— Task statement —
An exact transcription of all the data is required, with every image removed.
Supplied entries Block Start
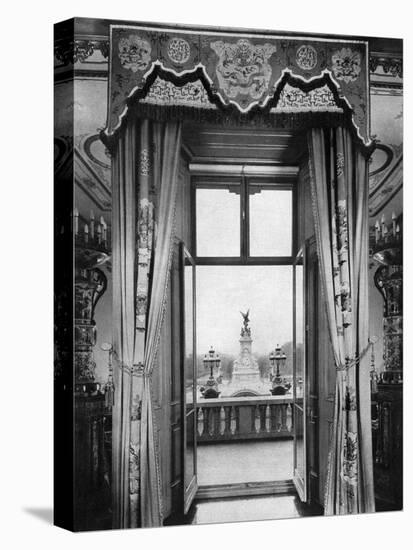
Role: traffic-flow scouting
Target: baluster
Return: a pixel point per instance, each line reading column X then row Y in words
column 290, row 417
column 198, row 421
column 262, row 416
column 256, row 414
column 273, row 418
column 227, row 427
column 221, row 420
column 217, row 421
column 237, row 420
column 205, row 431
column 278, row 416
column 283, row 417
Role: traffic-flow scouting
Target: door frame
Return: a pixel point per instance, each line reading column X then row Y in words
column 188, row 491
column 300, row 483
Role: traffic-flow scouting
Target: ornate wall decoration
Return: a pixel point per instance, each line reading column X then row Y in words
column 178, row 50
column 294, row 99
column 134, row 53
column 243, row 68
column 144, row 163
column 306, row 57
column 346, row 64
column 204, row 70
column 192, row 94
column 70, row 52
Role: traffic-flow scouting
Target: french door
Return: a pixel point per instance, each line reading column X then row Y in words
column 299, row 378
column 189, row 378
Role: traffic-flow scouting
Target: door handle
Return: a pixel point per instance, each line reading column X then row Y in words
column 312, row 417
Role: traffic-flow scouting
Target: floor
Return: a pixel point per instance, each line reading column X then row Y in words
column 249, row 509
column 238, row 462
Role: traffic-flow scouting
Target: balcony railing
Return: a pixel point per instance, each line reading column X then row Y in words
column 246, row 418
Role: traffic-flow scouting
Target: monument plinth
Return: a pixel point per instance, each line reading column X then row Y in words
column 246, row 377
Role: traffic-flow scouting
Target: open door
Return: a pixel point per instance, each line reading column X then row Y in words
column 189, row 378
column 299, row 379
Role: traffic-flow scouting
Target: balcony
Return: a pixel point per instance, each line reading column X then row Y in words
column 246, row 418
column 244, row 441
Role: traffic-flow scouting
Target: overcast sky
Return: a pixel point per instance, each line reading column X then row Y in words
column 224, row 291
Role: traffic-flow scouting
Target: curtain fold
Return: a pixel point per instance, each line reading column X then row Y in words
column 144, row 181
column 339, row 190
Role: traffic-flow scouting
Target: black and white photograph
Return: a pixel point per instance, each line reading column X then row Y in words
column 234, row 351
column 203, row 288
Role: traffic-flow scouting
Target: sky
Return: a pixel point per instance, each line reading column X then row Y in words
column 224, row 291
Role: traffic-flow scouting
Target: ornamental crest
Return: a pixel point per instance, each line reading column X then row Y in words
column 350, row 458
column 134, row 53
column 346, row 64
column 243, row 68
column 178, row 50
column 306, row 57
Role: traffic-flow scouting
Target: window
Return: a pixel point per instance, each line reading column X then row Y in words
column 243, row 220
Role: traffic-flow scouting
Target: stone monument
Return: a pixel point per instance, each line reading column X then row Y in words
column 246, row 378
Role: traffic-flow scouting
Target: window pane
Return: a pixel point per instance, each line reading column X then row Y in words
column 222, row 293
column 270, row 222
column 218, row 222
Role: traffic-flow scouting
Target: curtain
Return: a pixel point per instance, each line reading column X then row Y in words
column 339, row 190
column 144, row 196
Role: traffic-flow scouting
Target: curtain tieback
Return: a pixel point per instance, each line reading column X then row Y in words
column 134, row 370
column 349, row 363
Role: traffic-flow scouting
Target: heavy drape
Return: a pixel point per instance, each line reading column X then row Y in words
column 339, row 189
column 144, row 180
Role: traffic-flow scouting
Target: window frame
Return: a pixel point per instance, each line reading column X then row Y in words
column 244, row 181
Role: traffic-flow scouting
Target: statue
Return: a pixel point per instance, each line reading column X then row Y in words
Supplied entries Block End
— Written solution —
Role: traffic-flow scouting
Target: baluster
Return: a pixel point per instance, each line reading column X then row Y in words
column 290, row 417
column 198, row 421
column 262, row 416
column 256, row 414
column 273, row 418
column 227, row 427
column 221, row 420
column 217, row 421
column 237, row 420
column 205, row 431
column 278, row 416
column 283, row 417
Role: traffic-flow scouting
Target: door frame
Return: a pixel point per instance, each line reading column X then row Y in words
column 188, row 491
column 300, row 483
Role: traffic-flow scouting
Target: ornate wall decoration
Return: a pixel point per instance, each line reading column X then row Y in words
column 178, row 50
column 294, row 99
column 134, row 53
column 243, row 68
column 144, row 163
column 306, row 57
column 346, row 64
column 204, row 70
column 192, row 94
column 70, row 52
Role: traffic-flow scouting
Target: french door
Return: a pixel point per instance, each line reading column X then row Y in words
column 299, row 378
column 189, row 378
Role: traffic-flow scouting
Target: door handle
Return: a pixel point per instance, each line reading column X then row Y in words
column 312, row 417
Role: traffic-flow scouting
Target: floor
Return: a pixel point per instance, each line reading column X then row Y in words
column 249, row 509
column 238, row 462
Role: traffic-flow scouting
Target: balcony railing
Return: a pixel point per instance, each line reading column X then row Y in words
column 246, row 418
Role: traffic-flow scouting
Target: monument plinth
Return: a pixel point per instance, each line reading column X then row Y in words
column 246, row 377
Role: traffic-flow scouting
Target: open door
Return: a pixel point per instance, each line reading column X then row Y in words
column 189, row 378
column 299, row 379
Role: traffic-flow scouting
Target: balcony
Return: a pixel point per instance, each line reading column X then row Y in words
column 246, row 418
column 244, row 441
Role: traffic-flow scouting
Target: overcast sky
Return: a pixel point per instance, each line reading column X then row Y in words
column 224, row 291
Role: traffic-flow scouting
Target: curtain fold
Return: a pixel point per instance, each line reading column X then row Y in words
column 144, row 181
column 339, row 190
Role: traffic-flow scouting
Target: black and white photograph
Return: a pixel point per instance, each line reading column X then row Y in words
column 234, row 351
column 203, row 288
Role: traffic-flow scouting
Target: sky
Return: a pixel point per instance, each line reading column X then row Y in words
column 224, row 291
Role: traffic-flow scouting
Target: ornamental crest
Return: a pixel point per instance, each line reading column X then row Y in words
column 350, row 458
column 134, row 53
column 346, row 64
column 243, row 68
column 178, row 50
column 306, row 57
Role: traffic-flow scouting
Target: window
Return: a pixel point per instance, each line reading column X then row Y in words
column 243, row 220
Role: traffic-flow scouting
Target: stone monument
Return: a pixel point per instance, each line reading column X then row Y in words
column 246, row 378
Role: traffic-flow scouting
Target: window pane
Return: a pixel point per instance, each line reading column X then row Y in words
column 222, row 293
column 270, row 222
column 218, row 222
Role: traffic-flow scouting
Target: curtain
Return: a pixel point per instance, each line reading column X then row Y in words
column 339, row 190
column 144, row 196
Role: traffic-flow scouting
Target: curtain tieback
Return: a pixel point per instance, each line reading column X then row Y in words
column 134, row 370
column 349, row 363
Role: traffic-flow scouting
Target: heavy drape
Return: a pixel point per instance, each line reading column X then row Y in words
column 339, row 189
column 144, row 180
Role: traffic-flow scouting
Target: window frame
Return: a pixel point per instance, each line reading column X then row Y in words
column 244, row 181
Role: traffic-flow scouting
Target: statue
Return: a pixel point per instance, each line reading column X then row Y in words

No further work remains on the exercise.